Document section:

Content starts

The Genome Defense: Inside the Epic Legal Battle to Determine Who Owns Your DNA by Jorge L. Contreras

The Genome Defense: Inside the Epic Legal Battle to Determine Who Owns Your DNA by Jorge L. Contreras

Author:Jorge L. Contreras [Contreras, Jorge L.]
Language: eng
Format: epub
Tags: law, Science & Technology, science, Life Sciences, Genetics & Genomics, Technology & Engineering, Biomedical
ISBN: 9781643752150
Google: ErUdEAAAQBAJ
Publisher: Algonquin Books
Published: 2021-10-26T23:35:54.201442+00:00


Shooting at the King

Coupled with Rader’s comments at Fordham, the BIO speech made it clear to Ravicher that Judge Rader—now Chief Judge Rader—did not think much of the district court opinion in Myriad. In fact, it seemed that he had already made up his mind that Judge Sweet was wrong. Which was a problem, given that the case was being appealed to the court over which Rader now presided.

Chris Hansen agreed. There were rules of judicial conduct that couldn’t be ignored. Judges weren’t supposed to decide cases until the parties had submitted their briefs and argued their positions. If a judge pre-decided a case, he was clearly biased. And federal law required that a judge must disqualify himself “in any proceeding in which his impartiality might reasonably be questioned.” This seemed like such a case.

Content ends

Dataset:
Content starts

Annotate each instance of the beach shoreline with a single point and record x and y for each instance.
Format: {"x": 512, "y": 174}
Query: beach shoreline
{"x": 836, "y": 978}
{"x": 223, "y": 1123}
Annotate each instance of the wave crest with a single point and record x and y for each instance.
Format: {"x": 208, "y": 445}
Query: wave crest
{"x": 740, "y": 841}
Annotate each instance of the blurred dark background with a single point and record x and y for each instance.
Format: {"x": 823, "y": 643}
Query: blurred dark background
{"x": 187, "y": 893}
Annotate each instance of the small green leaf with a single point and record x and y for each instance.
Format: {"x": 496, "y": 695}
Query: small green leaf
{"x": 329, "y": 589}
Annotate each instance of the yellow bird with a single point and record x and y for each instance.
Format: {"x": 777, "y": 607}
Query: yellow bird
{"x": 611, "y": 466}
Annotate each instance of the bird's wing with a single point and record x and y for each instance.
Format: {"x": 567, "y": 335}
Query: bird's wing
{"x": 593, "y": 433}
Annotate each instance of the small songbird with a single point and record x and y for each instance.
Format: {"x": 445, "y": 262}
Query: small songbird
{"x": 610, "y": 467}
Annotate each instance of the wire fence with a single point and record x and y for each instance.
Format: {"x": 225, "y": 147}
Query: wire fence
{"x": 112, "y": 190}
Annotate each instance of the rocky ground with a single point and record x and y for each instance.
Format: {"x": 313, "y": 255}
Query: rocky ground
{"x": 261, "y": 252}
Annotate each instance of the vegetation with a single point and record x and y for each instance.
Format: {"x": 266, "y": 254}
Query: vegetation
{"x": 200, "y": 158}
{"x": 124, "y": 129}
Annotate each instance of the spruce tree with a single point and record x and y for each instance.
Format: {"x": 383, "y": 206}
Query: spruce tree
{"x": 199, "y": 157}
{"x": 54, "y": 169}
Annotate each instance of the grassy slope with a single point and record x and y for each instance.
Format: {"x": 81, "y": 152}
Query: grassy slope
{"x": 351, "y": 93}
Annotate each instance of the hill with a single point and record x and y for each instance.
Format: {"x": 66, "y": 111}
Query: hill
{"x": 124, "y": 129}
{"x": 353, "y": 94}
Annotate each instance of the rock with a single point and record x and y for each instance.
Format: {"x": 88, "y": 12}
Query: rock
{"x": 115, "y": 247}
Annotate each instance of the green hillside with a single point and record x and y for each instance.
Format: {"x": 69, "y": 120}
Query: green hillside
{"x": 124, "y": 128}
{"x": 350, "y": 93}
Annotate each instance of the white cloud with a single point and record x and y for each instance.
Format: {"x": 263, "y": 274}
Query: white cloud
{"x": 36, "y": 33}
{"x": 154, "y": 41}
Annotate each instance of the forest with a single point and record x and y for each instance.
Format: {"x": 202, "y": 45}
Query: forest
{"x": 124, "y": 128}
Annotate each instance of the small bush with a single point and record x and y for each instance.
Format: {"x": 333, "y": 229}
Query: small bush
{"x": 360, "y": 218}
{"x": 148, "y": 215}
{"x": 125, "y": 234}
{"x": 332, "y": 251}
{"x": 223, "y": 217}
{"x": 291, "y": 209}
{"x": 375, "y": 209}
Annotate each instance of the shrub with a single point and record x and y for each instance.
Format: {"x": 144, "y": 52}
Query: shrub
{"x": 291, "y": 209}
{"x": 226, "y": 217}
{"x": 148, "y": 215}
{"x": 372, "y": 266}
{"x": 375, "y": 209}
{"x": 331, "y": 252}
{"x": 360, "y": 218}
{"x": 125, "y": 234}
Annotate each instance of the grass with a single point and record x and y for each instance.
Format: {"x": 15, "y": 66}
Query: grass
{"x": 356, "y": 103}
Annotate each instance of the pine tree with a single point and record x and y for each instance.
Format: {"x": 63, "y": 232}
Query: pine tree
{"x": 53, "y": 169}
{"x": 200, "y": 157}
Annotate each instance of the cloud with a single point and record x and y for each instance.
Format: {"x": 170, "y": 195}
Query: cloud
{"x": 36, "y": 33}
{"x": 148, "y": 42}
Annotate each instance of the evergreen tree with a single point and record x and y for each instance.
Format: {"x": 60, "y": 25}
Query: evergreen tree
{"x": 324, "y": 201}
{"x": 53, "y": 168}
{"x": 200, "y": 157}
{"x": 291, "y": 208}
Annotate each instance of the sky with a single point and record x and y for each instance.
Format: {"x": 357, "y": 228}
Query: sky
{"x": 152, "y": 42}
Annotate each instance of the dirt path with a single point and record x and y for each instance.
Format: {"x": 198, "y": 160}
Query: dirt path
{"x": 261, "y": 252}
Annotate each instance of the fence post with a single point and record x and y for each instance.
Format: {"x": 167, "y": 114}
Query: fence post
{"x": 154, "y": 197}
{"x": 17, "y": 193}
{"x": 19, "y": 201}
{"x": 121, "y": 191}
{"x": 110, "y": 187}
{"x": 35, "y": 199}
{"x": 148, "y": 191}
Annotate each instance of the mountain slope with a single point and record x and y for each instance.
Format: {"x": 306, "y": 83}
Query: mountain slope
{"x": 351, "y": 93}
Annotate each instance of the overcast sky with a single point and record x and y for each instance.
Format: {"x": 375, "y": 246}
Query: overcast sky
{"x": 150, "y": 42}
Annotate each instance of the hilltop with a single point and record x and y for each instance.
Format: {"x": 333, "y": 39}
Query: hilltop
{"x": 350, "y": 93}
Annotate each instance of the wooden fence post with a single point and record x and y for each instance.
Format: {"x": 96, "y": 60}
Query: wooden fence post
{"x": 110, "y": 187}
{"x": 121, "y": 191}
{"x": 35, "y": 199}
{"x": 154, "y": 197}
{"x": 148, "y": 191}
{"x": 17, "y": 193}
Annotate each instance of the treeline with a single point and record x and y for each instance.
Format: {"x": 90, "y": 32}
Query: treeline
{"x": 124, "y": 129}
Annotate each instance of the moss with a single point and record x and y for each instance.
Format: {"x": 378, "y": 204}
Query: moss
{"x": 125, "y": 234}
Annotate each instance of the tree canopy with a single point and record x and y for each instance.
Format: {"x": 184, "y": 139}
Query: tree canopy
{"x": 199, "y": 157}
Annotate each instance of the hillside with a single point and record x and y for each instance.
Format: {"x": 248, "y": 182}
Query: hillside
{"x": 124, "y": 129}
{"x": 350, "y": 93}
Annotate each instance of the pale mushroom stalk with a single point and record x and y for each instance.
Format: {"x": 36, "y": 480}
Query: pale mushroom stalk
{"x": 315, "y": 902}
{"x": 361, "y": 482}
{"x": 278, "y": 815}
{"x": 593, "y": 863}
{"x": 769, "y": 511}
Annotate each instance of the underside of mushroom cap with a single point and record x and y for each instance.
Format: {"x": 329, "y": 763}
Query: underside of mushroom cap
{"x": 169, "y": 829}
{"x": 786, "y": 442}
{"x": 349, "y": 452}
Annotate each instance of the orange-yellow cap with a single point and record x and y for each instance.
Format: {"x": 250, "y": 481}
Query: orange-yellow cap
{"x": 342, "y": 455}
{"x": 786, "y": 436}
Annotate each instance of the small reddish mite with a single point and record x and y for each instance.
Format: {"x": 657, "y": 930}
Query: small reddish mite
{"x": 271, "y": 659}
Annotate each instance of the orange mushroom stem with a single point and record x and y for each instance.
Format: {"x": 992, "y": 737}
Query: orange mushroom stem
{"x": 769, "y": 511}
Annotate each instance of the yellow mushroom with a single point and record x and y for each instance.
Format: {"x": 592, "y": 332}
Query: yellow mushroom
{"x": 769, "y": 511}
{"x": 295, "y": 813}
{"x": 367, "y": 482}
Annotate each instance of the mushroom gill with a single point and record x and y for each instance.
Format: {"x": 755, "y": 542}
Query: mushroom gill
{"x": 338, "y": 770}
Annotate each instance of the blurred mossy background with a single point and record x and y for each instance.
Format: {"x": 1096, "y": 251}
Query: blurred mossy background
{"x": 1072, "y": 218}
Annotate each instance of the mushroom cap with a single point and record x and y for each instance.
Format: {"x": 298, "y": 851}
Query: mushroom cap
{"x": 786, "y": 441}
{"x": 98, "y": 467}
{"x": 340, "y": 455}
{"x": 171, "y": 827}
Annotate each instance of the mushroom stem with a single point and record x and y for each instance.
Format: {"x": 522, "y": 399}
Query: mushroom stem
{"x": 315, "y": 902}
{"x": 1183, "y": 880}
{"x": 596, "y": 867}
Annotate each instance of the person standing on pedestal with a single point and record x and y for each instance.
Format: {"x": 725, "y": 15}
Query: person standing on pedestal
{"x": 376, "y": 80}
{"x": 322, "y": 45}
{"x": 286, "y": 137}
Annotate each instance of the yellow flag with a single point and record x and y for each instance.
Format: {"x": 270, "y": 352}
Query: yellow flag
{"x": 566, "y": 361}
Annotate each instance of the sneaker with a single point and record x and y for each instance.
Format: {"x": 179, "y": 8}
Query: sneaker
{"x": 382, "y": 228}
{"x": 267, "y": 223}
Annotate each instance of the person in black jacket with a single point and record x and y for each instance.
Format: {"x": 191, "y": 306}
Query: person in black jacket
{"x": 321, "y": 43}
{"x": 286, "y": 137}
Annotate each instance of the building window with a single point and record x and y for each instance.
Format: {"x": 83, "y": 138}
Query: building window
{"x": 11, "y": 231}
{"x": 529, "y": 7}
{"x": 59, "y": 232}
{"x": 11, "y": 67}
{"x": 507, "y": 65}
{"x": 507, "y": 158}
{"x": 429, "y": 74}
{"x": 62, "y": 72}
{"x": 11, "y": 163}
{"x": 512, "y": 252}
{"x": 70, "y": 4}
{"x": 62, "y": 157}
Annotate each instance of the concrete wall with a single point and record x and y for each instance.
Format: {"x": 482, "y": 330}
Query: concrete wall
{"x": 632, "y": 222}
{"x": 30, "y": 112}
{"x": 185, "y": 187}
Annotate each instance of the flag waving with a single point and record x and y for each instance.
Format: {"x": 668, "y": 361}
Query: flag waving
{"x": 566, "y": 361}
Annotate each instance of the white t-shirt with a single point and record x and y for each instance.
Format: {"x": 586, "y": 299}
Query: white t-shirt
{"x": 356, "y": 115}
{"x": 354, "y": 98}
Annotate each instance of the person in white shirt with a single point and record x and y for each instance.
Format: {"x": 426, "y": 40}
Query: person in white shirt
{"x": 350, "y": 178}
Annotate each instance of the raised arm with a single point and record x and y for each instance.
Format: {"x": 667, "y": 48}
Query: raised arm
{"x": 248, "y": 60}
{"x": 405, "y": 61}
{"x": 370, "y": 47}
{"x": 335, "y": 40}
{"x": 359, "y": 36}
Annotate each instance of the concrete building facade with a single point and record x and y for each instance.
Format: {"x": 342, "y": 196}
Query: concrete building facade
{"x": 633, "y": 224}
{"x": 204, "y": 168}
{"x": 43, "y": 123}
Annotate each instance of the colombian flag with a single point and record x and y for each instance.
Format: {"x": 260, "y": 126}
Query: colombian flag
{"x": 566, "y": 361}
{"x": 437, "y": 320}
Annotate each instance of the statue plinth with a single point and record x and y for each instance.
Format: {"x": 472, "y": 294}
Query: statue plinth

Content ends

Can you transcribe the stretch from "Chris Hansen agreed." through "such a case." in the excerpt from The Genome Defense exactly, character for character?

Completed task:
Chris Hansen agreed. There were rules of judicial conduct that couldn’t be ignored. Judges weren’t supposed to decide cases until the parties had submitted their briefs and argued their positions. If a judge pre-decided a case, he was clearly biased. And federal law required that a judge must disqualify himself “in any proceeding in which his impartiality might reasonably be questioned.” This seemed like such a case.